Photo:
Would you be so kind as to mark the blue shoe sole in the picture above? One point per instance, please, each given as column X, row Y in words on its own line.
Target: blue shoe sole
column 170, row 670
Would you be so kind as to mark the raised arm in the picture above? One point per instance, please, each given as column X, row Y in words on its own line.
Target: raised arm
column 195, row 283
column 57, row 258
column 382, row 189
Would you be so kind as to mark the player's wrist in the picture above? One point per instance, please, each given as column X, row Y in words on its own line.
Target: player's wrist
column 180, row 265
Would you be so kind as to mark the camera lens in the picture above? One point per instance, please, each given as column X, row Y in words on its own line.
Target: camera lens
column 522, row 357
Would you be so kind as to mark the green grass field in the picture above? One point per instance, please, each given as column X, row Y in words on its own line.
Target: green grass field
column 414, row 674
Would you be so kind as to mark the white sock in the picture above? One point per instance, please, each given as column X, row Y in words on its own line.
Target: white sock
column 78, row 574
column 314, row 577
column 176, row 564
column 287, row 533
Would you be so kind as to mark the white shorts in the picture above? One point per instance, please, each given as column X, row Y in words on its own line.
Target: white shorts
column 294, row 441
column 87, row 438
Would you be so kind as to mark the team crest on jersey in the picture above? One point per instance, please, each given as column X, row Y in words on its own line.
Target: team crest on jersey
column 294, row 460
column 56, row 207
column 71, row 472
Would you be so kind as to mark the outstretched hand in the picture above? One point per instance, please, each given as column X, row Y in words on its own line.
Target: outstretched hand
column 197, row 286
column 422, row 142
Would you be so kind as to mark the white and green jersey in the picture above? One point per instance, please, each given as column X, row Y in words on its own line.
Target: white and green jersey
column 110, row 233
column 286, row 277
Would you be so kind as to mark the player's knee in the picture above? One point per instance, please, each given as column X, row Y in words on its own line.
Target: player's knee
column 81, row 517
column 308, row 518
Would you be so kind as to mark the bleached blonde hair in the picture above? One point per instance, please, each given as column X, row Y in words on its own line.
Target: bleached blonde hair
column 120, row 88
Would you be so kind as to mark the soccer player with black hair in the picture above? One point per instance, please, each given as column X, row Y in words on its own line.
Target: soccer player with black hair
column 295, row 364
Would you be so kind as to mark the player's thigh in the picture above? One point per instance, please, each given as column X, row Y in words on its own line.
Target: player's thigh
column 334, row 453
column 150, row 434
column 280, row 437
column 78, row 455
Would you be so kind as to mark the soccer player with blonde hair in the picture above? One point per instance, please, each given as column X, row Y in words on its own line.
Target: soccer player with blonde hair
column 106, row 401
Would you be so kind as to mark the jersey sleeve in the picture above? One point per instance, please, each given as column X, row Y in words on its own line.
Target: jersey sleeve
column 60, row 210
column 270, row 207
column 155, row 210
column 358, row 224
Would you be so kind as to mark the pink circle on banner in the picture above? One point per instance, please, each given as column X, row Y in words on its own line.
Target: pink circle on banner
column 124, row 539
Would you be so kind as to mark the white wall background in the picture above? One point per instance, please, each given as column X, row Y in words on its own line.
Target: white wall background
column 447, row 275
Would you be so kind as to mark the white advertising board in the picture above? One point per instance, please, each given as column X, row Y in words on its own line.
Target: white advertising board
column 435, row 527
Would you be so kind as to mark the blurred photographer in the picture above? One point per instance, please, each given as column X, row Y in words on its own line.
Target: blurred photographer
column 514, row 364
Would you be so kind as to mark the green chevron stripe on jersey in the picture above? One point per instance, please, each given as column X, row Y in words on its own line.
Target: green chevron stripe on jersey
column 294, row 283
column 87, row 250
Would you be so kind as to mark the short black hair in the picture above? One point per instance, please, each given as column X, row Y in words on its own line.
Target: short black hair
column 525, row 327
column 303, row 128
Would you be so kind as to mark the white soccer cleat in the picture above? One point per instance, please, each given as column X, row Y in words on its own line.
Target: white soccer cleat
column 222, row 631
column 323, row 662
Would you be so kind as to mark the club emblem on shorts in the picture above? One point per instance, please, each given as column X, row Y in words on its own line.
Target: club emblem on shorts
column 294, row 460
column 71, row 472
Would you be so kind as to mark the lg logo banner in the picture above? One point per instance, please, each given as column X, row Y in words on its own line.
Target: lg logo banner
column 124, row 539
──────
Problem to work on
Quote every line of the data above word for word, from beginning to end.

Task result
Photo:
Would you be so kind as to mark the blue shoe sole in the picture above? One point per instance, please, each given as column X, row Y in words on its own line.
Target: blue shoe sole
column 170, row 670
Would you be so kind as to mark the raised arm in the picture above? One point per instance, please, each given as column X, row Y in words on its own line.
Target: raised arm
column 195, row 283
column 57, row 258
column 382, row 189
Would you be so kind as to mark the player's wrist in the picture above? One point per instance, please, each given as column X, row Y in words on its own line.
Target: player's wrist
column 180, row 265
Would you be so kind as to mark the camera lens in the picture above? One point per instance, please, each given as column X, row Y in words on its own line.
Target: camera lens
column 522, row 357
Would you be so kind as to mark the green grass field in the picture above? One point per instance, please, each given as column X, row Y in words on its own line.
Target: green grass field
column 414, row 674
Would you be so kind as to mark the white sock in the picture above? One point per instance, please, each given as column X, row Y in words on its own line.
Target: white sock
column 78, row 574
column 314, row 577
column 176, row 564
column 287, row 533
Would you be so kind as to mark the white shorts in the picture above? One point per instance, please, each given as column X, row Y in words on its own line.
Target: white shorts
column 294, row 441
column 87, row 438
Would you be so kind as to mark the team crest on jersey in the picture above? One point per instance, please, each given as column X, row Y in words on its own line.
Target: team crest on jersey
column 294, row 460
column 56, row 207
column 71, row 472
Would you be so kind as to mark the outstretched hand in the picture above? One point per instance, please, each given as column X, row Y in words on its own line.
Target: outstretched hand
column 197, row 286
column 422, row 142
Would you be so kind as to mark the white and green jersey in the picture above? One point per instance, please, each given as column X, row Y in words on its own line.
Target: white and green jersey
column 110, row 233
column 286, row 277
Would you be so kind as to mark the player's knee in the picture above? One point per instance, please, each given as column X, row Y in words on its own line.
Target: player's knee
column 81, row 517
column 308, row 518
Would you be so kind as to mark the bleached blonde hair in the picture above? One point per instance, please, each given as column X, row Y in words on its own line.
Target: bleached blonde hair
column 120, row 88
Would you be so kind as to mark the soccer player with black hair in the picture above? One point per instance, please, each given as column X, row Y in words on its own line.
Target: soccer player with black hair
column 295, row 364
Would you be so kind as to mark the player's thigh in the picture above? One point per instance, please, each given as column X, row Y in words on its own line.
Target: player's thigh
column 334, row 453
column 150, row 434
column 280, row 437
column 78, row 455
Would you be so kind as to mark the soccer player with blonde hair in the picture above? One point per instance, please, each given as column X, row Y in words on its own line.
Target: soccer player with blonde hair
column 106, row 401
Would you be so kind as to mark the jersey sleeve in the picture above? One point per instance, please, each given as column X, row Y in words on its own line.
Target: jersey sleeve
column 60, row 210
column 270, row 207
column 155, row 210
column 358, row 224
Would you be so kind as to mark the pink circle on banner in the picture above? One point per instance, please, each given as column X, row Y in words on its own line.
Target: pink circle on banner
column 124, row 539
Would you be so kind as to mark the white wall background in the picture above? One point per instance, please, each given as column X, row Y in words on its own line.
Target: white wall background
column 447, row 275
Would you be so kind as to mark the white advertising board in the picture above? One point per instance, please, each given as column X, row Y in words on its own line.
Target: white advertising board
column 435, row 527
Would you be so kind as to mark the blurred photographer in the picture above? One point per instance, please, each given as column X, row Y in words on its own line.
Target: blurred photographer
column 514, row 364
Would you be so kind as to mark the green chevron stripe on jersey in the picture above? One point per instance, please, each given as column X, row Y in words on its own line.
Target: green chevron stripe on jersey
column 294, row 283
column 87, row 250
Would you be so kind as to mark the short black hair in the picture above? One point per instance, please, each given as column X, row Y in words on its own line.
Target: short black hair
column 525, row 327
column 303, row 128
Would you be so kind as to mark the white soccer cleat in the picture above? One point per instance, please, each given as column X, row Y in words on its own line.
Target: white soccer cleat
column 222, row 631
column 323, row 662
Would you be so kind as to mark the club emblem on shorts in the picture above? One point per instance, please, each given as column X, row Y in words on its own line.
Target: club emblem on shorts
column 294, row 460
column 71, row 472
Would you be so kind as to mark the lg logo banner in the picture above? One point per instance, please, each given as column X, row Y in words on its own line.
Target: lg logo banner
column 124, row 539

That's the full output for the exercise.